● **Data to process**
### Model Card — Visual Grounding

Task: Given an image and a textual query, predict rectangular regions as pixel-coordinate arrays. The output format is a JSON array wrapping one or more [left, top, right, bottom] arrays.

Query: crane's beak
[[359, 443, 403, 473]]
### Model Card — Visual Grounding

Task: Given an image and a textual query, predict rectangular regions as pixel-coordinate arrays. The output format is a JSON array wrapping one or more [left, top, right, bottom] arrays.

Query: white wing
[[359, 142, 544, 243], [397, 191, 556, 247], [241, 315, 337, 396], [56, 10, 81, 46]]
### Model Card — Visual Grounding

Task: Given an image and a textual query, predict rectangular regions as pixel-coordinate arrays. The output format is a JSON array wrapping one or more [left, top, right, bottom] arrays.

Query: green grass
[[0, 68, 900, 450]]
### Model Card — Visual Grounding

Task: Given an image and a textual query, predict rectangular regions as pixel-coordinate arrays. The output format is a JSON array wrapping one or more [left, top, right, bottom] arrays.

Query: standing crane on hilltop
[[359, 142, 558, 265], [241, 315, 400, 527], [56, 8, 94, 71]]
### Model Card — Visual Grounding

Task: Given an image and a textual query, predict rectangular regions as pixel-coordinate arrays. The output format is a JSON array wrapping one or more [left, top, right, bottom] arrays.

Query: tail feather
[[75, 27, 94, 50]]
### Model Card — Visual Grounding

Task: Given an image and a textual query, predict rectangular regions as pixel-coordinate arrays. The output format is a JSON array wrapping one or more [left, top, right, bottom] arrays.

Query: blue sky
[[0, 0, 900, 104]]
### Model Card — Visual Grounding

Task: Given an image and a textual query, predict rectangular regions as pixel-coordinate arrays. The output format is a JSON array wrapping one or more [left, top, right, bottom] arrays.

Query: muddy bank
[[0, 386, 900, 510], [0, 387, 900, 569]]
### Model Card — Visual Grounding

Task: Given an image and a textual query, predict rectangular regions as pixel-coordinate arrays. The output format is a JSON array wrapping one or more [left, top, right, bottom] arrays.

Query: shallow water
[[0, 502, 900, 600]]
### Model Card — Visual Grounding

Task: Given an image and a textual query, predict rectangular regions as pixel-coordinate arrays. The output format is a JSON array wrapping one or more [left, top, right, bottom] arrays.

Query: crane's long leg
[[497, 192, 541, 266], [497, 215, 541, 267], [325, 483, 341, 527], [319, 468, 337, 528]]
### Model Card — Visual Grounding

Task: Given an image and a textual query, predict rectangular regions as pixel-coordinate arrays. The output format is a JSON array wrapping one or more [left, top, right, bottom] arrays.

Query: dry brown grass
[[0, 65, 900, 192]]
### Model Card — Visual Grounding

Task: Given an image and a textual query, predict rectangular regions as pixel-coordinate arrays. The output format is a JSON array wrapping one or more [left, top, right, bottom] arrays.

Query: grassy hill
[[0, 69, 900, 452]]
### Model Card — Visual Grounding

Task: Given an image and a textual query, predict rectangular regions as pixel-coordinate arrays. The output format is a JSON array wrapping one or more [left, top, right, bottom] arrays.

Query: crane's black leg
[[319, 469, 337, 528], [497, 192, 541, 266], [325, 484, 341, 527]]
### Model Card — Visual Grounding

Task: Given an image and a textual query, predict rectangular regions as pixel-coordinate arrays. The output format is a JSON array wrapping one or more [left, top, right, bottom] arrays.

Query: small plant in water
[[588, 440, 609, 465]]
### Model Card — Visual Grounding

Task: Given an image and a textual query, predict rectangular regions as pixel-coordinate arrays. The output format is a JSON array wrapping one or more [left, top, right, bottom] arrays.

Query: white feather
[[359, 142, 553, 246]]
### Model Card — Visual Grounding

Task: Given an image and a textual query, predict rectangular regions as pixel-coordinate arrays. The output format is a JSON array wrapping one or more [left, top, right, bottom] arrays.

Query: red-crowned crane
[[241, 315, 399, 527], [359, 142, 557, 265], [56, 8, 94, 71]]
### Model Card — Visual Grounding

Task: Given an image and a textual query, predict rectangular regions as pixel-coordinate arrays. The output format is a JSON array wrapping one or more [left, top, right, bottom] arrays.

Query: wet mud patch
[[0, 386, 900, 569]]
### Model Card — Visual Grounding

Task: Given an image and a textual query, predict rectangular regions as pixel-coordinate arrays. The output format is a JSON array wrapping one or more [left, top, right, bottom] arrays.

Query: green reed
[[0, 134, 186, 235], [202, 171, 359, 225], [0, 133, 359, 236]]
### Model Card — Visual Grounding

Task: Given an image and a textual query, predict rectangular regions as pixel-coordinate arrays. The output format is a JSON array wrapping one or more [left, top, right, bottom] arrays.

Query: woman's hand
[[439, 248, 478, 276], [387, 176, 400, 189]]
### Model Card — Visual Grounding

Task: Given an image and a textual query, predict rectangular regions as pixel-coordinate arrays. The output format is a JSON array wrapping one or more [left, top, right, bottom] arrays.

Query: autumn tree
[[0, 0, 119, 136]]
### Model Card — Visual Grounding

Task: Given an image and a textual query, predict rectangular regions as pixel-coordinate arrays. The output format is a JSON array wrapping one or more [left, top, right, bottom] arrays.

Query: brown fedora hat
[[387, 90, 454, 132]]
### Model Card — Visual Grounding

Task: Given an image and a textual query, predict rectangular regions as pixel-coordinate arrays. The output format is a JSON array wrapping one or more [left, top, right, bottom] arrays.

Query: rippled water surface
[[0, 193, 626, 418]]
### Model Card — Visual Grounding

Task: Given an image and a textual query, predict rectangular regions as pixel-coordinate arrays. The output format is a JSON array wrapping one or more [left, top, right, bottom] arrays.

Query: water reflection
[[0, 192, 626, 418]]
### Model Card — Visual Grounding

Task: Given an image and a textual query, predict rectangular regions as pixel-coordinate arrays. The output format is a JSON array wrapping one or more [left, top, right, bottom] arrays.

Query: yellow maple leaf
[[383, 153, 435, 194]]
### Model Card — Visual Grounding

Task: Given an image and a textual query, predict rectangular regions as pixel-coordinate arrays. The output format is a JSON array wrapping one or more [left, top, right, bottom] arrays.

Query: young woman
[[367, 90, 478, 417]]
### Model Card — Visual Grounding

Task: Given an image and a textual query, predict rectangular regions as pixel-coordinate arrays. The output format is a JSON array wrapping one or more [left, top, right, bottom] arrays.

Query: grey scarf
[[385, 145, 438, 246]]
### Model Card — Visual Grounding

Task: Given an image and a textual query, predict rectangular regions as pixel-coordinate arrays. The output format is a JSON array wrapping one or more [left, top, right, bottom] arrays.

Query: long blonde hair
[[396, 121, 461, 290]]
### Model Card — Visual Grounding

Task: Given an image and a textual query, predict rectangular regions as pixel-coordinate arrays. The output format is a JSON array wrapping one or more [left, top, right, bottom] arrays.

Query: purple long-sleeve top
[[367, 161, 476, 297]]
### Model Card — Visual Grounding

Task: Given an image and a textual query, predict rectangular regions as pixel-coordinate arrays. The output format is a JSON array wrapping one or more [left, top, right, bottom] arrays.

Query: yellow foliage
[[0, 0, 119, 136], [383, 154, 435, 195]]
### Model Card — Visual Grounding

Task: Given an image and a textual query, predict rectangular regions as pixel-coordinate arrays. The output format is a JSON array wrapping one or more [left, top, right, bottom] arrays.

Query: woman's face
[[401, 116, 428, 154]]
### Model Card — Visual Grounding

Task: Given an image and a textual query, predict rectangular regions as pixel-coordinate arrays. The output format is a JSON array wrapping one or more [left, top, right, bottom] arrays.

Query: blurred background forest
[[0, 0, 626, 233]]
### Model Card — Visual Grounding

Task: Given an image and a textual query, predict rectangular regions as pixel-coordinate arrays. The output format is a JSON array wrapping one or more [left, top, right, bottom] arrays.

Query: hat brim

● **Objective**
Copy every line of the listing above, from its first line through the line containing "527], [56, 8, 94, 71]]", and add 53 to each bounding-box coordinate in the answers. Leave all other text unchanged.

● **Answer for this exercise**
### Model Card — Visual Grounding

Task: Given an image and a textual query, predict rectangular regions as pixel-coordinate arrays. The output format is a JSON array wrapping one or more [left, top, right, bottom] arrays.

Query: crane's beak
[[412, 496, 456, 526]]
### Model Card — Visual Grounding

Task: Given an image and a textual query, predict rectangular regions as pixel-coordinate arrays. The output format is a JSON array wrapping one or more [left, top, right, bottom] arrays.

Query: white wing
[[412, 195, 597, 296], [450, 244, 609, 300], [294, 368, 390, 449], [109, 63, 134, 99]]
### Model Card — Visual Grounding

Task: Given an image and a textual query, predict rectangular regions as pixel-coordinate arrays. The output format is a JSON array wrapping one or more [left, top, right, bottom] arrays.

Query: green grass
[[53, 121, 953, 503]]
### Model Card — Visual Grounding

Task: Given an image and a textual query, predict rectangular regions as pixel-coordinate arrays. The output format is a JSON array wrapping one or more [left, top, right, bottom] arrays.

Query: standing crane on hilltop
[[412, 195, 611, 318], [294, 368, 453, 580], [109, 61, 147, 124]]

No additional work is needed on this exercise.